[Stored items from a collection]
◇ ◇ ◇

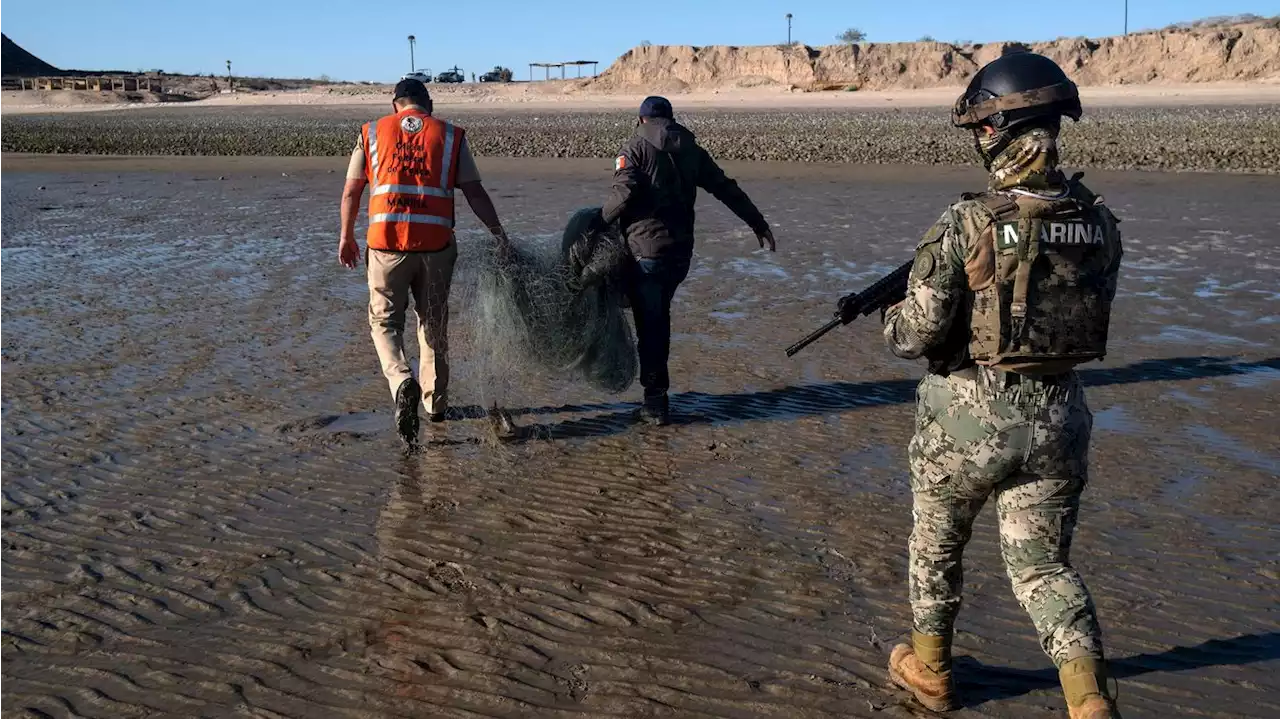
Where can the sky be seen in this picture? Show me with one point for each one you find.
(368, 41)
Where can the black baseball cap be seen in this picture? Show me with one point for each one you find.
(411, 88)
(656, 106)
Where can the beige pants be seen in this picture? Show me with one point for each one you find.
(393, 278)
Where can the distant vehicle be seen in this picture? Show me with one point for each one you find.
(451, 76)
(497, 74)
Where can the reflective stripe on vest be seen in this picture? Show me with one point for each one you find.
(414, 175)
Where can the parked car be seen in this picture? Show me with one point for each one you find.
(497, 74)
(451, 76)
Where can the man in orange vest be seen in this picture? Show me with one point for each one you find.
(414, 163)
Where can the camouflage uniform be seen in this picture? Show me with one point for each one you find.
(983, 431)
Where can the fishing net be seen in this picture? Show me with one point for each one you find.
(558, 307)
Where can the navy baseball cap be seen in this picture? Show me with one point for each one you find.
(411, 88)
(656, 106)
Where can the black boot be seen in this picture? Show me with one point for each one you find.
(406, 412)
(656, 410)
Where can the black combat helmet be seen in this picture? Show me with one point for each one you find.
(1015, 94)
(1015, 90)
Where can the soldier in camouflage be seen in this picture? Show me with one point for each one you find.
(1009, 291)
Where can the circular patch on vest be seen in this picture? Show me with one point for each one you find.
(411, 124)
(924, 265)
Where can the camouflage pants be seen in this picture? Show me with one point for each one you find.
(1027, 443)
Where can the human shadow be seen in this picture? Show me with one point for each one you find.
(807, 401)
(982, 683)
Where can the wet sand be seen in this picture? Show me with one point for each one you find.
(204, 512)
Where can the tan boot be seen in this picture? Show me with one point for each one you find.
(924, 669)
(1084, 685)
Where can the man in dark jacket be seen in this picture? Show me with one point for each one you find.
(656, 186)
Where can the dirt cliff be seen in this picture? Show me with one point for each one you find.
(1248, 51)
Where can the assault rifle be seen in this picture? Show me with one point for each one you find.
(885, 293)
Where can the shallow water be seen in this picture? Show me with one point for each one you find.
(204, 512)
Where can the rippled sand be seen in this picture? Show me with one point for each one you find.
(204, 513)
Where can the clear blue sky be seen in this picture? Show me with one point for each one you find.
(352, 40)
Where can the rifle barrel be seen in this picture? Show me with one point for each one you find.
(814, 337)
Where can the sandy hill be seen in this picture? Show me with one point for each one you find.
(1246, 51)
(17, 62)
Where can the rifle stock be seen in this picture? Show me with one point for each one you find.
(885, 293)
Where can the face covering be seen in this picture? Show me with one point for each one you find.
(1029, 161)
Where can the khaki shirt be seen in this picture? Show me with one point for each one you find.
(467, 170)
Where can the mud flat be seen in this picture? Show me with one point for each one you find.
(202, 512)
(1206, 138)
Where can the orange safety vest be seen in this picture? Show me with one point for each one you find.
(411, 160)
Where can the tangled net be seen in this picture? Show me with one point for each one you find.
(560, 308)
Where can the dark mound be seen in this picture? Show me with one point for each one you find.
(17, 62)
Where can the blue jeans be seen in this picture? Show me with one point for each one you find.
(652, 287)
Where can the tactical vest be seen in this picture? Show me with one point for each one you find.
(1043, 278)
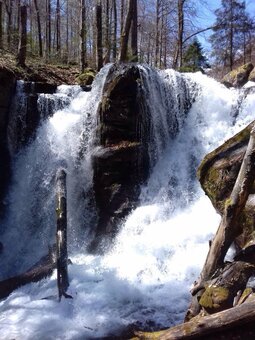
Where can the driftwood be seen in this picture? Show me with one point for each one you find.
(207, 325)
(39, 271)
(61, 235)
(229, 227)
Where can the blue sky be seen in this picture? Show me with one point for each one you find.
(207, 18)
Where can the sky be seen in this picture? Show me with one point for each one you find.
(207, 18)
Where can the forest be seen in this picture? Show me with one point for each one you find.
(160, 33)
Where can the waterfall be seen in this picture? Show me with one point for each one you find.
(59, 139)
(144, 280)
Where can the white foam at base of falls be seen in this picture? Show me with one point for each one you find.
(146, 277)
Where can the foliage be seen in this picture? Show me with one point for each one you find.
(194, 58)
(231, 33)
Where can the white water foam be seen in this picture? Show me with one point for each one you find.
(145, 279)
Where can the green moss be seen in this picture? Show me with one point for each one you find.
(214, 297)
(87, 77)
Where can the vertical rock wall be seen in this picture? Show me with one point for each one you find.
(122, 162)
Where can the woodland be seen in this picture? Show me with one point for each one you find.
(160, 33)
(79, 38)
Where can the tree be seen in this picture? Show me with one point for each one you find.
(83, 61)
(1, 25)
(22, 49)
(231, 20)
(39, 28)
(99, 36)
(194, 58)
(131, 18)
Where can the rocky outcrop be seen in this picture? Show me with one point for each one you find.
(121, 164)
(7, 86)
(238, 77)
(217, 174)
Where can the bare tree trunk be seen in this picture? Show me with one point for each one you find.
(99, 37)
(157, 33)
(125, 33)
(134, 47)
(178, 53)
(39, 28)
(115, 25)
(22, 49)
(48, 29)
(9, 9)
(1, 25)
(121, 17)
(58, 41)
(83, 61)
(62, 258)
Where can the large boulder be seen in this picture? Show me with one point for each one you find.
(217, 175)
(121, 164)
(238, 77)
(7, 86)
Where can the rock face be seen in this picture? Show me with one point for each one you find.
(239, 77)
(7, 86)
(121, 164)
(217, 174)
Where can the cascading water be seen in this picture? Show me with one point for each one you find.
(145, 279)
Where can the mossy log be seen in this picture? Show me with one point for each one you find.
(61, 235)
(207, 325)
(229, 227)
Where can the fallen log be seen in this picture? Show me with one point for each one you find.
(39, 271)
(61, 235)
(229, 227)
(207, 325)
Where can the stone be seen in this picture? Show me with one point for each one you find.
(122, 163)
(217, 174)
(238, 77)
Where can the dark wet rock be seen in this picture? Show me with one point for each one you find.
(121, 164)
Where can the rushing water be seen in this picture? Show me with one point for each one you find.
(145, 279)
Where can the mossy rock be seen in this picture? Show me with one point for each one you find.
(87, 77)
(217, 174)
(238, 77)
(215, 299)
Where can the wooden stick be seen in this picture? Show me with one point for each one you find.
(61, 235)
(206, 325)
(229, 227)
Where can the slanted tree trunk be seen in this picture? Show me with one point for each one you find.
(229, 227)
(61, 236)
(39, 271)
(99, 37)
(22, 49)
(39, 28)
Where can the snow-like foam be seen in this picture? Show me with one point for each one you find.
(160, 249)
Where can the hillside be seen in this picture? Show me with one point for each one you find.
(36, 70)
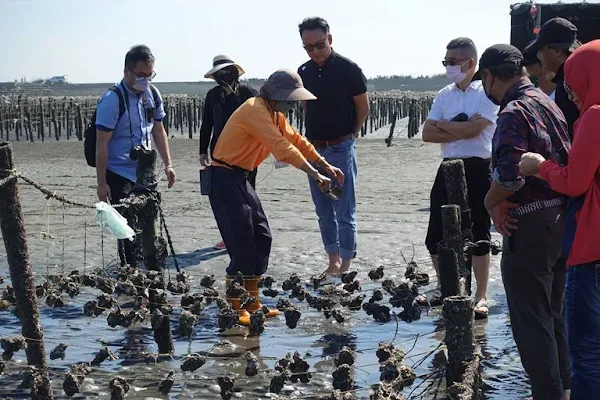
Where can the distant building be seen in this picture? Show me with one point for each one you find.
(57, 80)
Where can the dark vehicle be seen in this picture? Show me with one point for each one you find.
(527, 18)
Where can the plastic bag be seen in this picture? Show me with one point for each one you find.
(113, 223)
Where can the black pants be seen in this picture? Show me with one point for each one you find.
(533, 274)
(478, 177)
(120, 188)
(242, 222)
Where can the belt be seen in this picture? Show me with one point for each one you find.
(535, 206)
(326, 143)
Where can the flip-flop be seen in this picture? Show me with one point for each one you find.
(481, 309)
(328, 280)
(435, 300)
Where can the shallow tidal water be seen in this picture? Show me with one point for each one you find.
(392, 195)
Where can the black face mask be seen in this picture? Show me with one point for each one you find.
(489, 94)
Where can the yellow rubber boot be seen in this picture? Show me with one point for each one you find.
(251, 285)
(243, 315)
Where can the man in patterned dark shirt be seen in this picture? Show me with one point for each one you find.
(529, 216)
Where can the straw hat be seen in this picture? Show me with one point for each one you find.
(286, 85)
(221, 61)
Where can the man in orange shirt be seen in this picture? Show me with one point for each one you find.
(256, 129)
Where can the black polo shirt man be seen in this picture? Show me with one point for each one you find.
(332, 117)
(332, 125)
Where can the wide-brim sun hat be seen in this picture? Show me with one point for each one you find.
(222, 61)
(286, 85)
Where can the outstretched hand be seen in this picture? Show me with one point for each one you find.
(504, 223)
(334, 172)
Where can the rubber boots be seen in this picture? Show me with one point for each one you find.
(244, 315)
(251, 285)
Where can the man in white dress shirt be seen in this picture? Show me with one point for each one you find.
(462, 120)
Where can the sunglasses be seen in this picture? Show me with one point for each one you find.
(452, 62)
(320, 45)
(568, 89)
(151, 76)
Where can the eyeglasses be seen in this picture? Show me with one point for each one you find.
(320, 45)
(568, 89)
(452, 62)
(151, 76)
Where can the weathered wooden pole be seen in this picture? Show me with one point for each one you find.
(15, 242)
(29, 133)
(41, 132)
(457, 193)
(449, 273)
(391, 135)
(190, 126)
(458, 315)
(452, 236)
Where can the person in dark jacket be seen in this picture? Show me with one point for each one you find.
(533, 272)
(220, 102)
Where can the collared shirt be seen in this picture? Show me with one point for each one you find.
(451, 101)
(123, 138)
(561, 97)
(335, 83)
(254, 131)
(522, 128)
(218, 107)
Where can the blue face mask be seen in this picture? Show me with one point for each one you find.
(141, 84)
(284, 107)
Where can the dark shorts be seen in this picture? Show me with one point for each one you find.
(478, 176)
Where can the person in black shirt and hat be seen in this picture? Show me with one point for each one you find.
(220, 102)
(555, 43)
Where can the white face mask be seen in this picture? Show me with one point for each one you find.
(141, 84)
(454, 74)
(284, 107)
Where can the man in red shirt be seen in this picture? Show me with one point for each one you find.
(528, 213)
(581, 178)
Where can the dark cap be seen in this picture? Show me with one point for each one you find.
(286, 85)
(556, 32)
(500, 54)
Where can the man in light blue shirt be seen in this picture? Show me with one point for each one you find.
(140, 125)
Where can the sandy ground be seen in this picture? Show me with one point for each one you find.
(393, 198)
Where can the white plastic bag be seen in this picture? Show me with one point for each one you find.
(113, 223)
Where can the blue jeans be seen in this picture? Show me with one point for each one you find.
(583, 329)
(337, 218)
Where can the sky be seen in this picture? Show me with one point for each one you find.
(87, 39)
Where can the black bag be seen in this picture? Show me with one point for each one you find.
(206, 181)
(89, 135)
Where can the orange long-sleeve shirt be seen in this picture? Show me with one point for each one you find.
(253, 132)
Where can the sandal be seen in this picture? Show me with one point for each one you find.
(435, 300)
(481, 309)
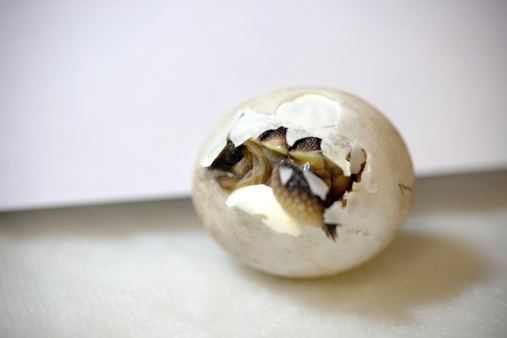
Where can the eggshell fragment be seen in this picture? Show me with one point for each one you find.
(370, 214)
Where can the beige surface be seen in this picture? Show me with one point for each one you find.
(148, 269)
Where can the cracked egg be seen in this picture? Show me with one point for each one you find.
(304, 182)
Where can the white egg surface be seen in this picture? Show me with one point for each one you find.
(304, 182)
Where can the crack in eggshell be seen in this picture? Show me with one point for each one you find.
(285, 174)
(309, 115)
(259, 200)
(317, 185)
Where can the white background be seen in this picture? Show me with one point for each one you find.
(106, 100)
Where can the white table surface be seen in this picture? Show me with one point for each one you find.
(148, 269)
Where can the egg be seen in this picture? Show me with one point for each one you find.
(303, 182)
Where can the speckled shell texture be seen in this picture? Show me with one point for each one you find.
(370, 221)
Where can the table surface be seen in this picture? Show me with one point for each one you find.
(148, 269)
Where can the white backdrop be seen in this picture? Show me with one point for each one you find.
(106, 100)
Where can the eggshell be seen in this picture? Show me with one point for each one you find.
(375, 210)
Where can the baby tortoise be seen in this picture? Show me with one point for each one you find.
(269, 160)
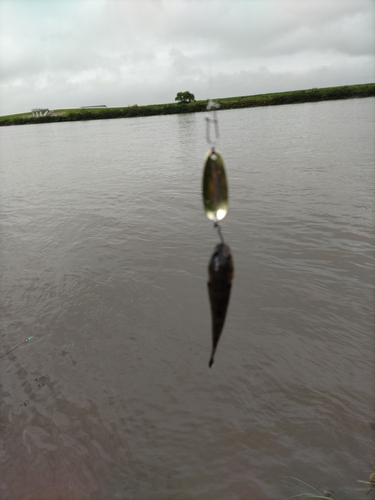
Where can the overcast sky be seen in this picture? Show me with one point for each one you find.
(69, 53)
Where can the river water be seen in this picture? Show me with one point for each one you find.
(105, 249)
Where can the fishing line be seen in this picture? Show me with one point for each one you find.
(215, 203)
(17, 346)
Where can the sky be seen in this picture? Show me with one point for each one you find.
(70, 53)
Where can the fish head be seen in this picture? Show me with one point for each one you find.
(220, 266)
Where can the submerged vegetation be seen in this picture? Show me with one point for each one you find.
(101, 113)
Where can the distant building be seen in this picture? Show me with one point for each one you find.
(95, 106)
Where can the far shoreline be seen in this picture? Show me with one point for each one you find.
(270, 99)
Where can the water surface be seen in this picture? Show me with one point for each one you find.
(105, 249)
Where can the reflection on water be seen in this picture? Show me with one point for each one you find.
(104, 262)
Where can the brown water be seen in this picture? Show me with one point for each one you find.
(104, 260)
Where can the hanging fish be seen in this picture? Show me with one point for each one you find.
(220, 272)
(215, 188)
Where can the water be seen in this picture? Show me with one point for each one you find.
(105, 248)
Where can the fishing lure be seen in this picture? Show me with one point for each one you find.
(215, 203)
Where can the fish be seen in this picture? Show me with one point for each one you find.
(220, 273)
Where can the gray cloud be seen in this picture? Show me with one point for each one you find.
(65, 54)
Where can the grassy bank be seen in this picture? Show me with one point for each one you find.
(292, 97)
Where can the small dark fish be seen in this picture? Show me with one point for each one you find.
(220, 272)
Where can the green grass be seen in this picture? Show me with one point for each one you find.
(277, 98)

◇ ◇ ◇

▶ _Required work_:
Change "gray cloud" to "storm cloud" in the lines running from the one containing "Where can the brown" through the end of the records, and give those lines again with everything else left as it is.

▶ _The answer_:
Where can the brown water be seen in this picture? Show me with one point for each one you find.
(104, 260)
Where can the hanging fish be seen in this picture? Show me with one point for each one you find.
(220, 272)
(215, 188)
Where can the water be seen in this picture? Show me with one point for each one you find.
(105, 248)
Where can the fishing lure be seen in this picture? Show me with one point for each one you find.
(215, 203)
Where can the fish be seen in this picture? Show me with one point for each one you find.
(220, 273)
Where can the storm cloud be seen in this picture? Show me with one point for each one you find.
(65, 54)
Where can the grassy bank be seen in this picture? Show me with one point for each one you find.
(292, 97)
Where can the small dark fish be seen in this picture? Show me with one point for each one you find.
(220, 272)
Where can the green grass be seen in this picture? Show me with one point for each one you find.
(277, 98)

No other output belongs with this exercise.